**GIVEN DATA**:
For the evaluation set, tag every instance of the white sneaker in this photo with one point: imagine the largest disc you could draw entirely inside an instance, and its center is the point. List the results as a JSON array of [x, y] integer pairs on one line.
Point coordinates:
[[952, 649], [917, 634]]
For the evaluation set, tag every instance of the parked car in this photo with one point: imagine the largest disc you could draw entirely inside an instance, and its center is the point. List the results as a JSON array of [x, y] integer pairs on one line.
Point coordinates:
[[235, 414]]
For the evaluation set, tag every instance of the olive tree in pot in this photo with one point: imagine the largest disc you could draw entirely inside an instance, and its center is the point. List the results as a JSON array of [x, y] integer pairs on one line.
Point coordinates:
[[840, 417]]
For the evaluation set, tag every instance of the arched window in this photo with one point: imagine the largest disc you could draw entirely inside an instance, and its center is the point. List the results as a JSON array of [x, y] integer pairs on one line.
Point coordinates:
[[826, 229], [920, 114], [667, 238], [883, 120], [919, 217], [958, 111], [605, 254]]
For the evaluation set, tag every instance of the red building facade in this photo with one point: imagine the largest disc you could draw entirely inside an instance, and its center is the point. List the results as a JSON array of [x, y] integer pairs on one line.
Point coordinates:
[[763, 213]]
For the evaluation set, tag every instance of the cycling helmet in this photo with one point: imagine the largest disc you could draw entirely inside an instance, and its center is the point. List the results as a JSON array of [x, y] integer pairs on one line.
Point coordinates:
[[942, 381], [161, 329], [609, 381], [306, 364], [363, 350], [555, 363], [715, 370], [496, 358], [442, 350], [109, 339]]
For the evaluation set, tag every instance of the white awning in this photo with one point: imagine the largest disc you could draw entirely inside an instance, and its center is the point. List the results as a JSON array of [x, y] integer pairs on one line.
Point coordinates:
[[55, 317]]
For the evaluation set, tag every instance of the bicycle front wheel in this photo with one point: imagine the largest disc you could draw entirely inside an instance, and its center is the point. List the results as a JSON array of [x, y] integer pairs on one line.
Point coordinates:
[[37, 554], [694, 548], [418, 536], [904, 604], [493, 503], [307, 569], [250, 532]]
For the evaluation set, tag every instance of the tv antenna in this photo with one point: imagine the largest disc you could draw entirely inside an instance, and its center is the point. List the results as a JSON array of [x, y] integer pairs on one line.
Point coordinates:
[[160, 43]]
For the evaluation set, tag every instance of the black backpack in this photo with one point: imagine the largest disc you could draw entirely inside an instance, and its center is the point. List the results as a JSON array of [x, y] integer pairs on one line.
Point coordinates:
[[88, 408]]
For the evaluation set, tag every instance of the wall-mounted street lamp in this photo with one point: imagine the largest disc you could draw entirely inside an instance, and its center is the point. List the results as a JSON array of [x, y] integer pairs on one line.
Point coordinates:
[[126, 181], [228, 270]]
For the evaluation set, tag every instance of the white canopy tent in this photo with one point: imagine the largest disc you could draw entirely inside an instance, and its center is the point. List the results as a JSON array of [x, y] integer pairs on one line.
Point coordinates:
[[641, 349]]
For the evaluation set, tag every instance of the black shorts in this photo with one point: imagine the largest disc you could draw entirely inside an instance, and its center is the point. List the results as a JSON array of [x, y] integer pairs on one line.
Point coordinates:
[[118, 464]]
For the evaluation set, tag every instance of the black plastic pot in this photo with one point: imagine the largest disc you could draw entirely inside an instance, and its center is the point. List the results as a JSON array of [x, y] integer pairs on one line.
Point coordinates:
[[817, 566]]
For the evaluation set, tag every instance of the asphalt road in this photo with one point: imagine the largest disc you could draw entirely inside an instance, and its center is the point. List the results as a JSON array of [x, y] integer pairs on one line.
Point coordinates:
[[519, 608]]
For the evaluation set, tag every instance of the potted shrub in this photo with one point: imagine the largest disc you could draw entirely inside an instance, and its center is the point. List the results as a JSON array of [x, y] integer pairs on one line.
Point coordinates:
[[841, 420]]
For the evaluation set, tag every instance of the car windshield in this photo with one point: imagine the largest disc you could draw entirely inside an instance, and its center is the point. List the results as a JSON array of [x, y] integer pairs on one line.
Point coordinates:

**WRITTEN TASK**: Reproduce every one of the records above word for word, without changing anything.

**SOLUTION**:
For the evaluation set, tag every instance of the white sneaker in this photo with one point: imagine the largest disc you could draw entirely inside an instance, and its center is the point. List the results as a JSON array of [x, y] integer pairs on one line.
Point coordinates:
[[952, 649], [917, 634]]
For the evaluation set, tag every instance of the parked car in this photo with one point: imagine the largest disc you could draw entirely inside an instance, and its center is the point. List the results as a JSON array of [x, y] integer pairs on one line.
Point coordinates:
[[235, 414]]
For the evaluation set, tag every instance of the olive tree in pot in this photo with one point: imagine the largest disc you could draw entirely inside an instance, and its center is the point. List the results as a JSON array of [x, y] integer pairs on one line.
Point coordinates:
[[840, 417]]
For the evaluation set, tag every instance of the arched window in this photo with one point: imagine the largest disc you could draw entirely inside an instance, and its center is the point. List the results as a JSON array of [x, y] integer pairs on one line.
Point coordinates:
[[826, 229], [920, 114], [667, 238], [883, 120], [919, 217], [958, 111], [605, 254]]
For the evaluation set, tag every instance of the red building facade in this photo with one point: imagine the largest disc you could draw entirely inside an instance, and its center is the point. List the results as a JSON array of [x, y] integer pairs on one line.
Point coordinates:
[[763, 213]]
For the evaluation set, tag every instance of the cycling helmet in this photo with one point: imagine the largest disc you could draw entirely inside an instance, and its center is the point. List the results as a JSON array of [x, y] integer pairs on one line.
Point coordinates:
[[942, 381], [161, 329], [609, 381], [306, 364], [363, 350], [555, 363], [715, 370], [496, 358], [442, 350], [109, 339]]
For the evaluation set, tag every instance of the white awning in this photo with one point: imagine the largest disc you could draw entirely inside an instance, and its center is the point. List the results as a JSON array of [x, y] integer pairs on one line.
Point coordinates:
[[55, 317]]
For the evaluation set, tag every instance of the bicycle front wheel in this photo with one point: imagine the largest disc you could draw entirely inside an instance, and its center is the point. List the results as a JSON array of [x, y] integer pairs on one line.
Point coordinates:
[[37, 554], [694, 548], [418, 536], [904, 604], [493, 503], [307, 569], [250, 532]]
For the evaluation set, tag every instance of the tv antenna in this photo with one point: imagine the largest disc you could draw entirely inside an instance, and its center is the point. List the results as a JSON array of [x, y] integer pairs on one line.
Point coordinates:
[[160, 43]]
For the evaluation set, tag every instance of the black backpack in this photo with one point: imagine the largest disc you could draw entirely inside an instance, and its center is the point. List the results as a JSON array of [x, y] integer pairs on one line.
Point coordinates:
[[88, 408]]
For the evaluation set, tag every instance of the wall-mounted street lamp in this photo with one point: imagine the largest disc you could draw entirely inside an instance, and its center is the point. List the results as a JSON array of [x, y] integer pairs on one line.
Point coordinates:
[[126, 181], [228, 270]]
For the evaluation set, tag every instance of the white canopy tent in this photo with one point: imagine the largest disc you could draw entirely inside an instance, and its center is the point. List the results as a JSON array of [x, y] integer pairs on one line.
Point coordinates:
[[641, 349]]
For the evaluation set, tag every instance of the black shorts in this photo with one point: imagine the largest disc you could draw entirely inside an instance, and its center is the point. List the results as a JSON array of [x, y] integer pairs on one line.
Point coordinates:
[[118, 464]]
For the evaluation set, tag every instance of the black plastic pot in this photo with one point: imagine the largest disc you could draw entirely inside an instance, and its center is the point. List the results as a JSON array of [x, y] integer pairs on one line.
Point coordinates:
[[817, 566]]
For the evaluation set, tag every instance of the asphalt road in this photo with one point: imagine the largest disc you could draw entirely inside an instance, and its center is the point. List the results as a JSON array of [x, y] integer pairs on one line.
Point coordinates:
[[519, 608]]
For the evaluation set, tag every instance of the potted shrub in this photo with one point: imagine the largest disc you could draw entirely inside an instance, and its center is the point. List the results as a JSON array of [x, y] integer pairs on one line.
Point coordinates:
[[841, 420]]
For the evaluation set, tag every instance of the car windshield in this photo with one point: imagine the largest disc you could draw entirely inside an instance, and its center is the point. List the results as a JSON array of [x, y] integer pairs on one line.
Point coordinates:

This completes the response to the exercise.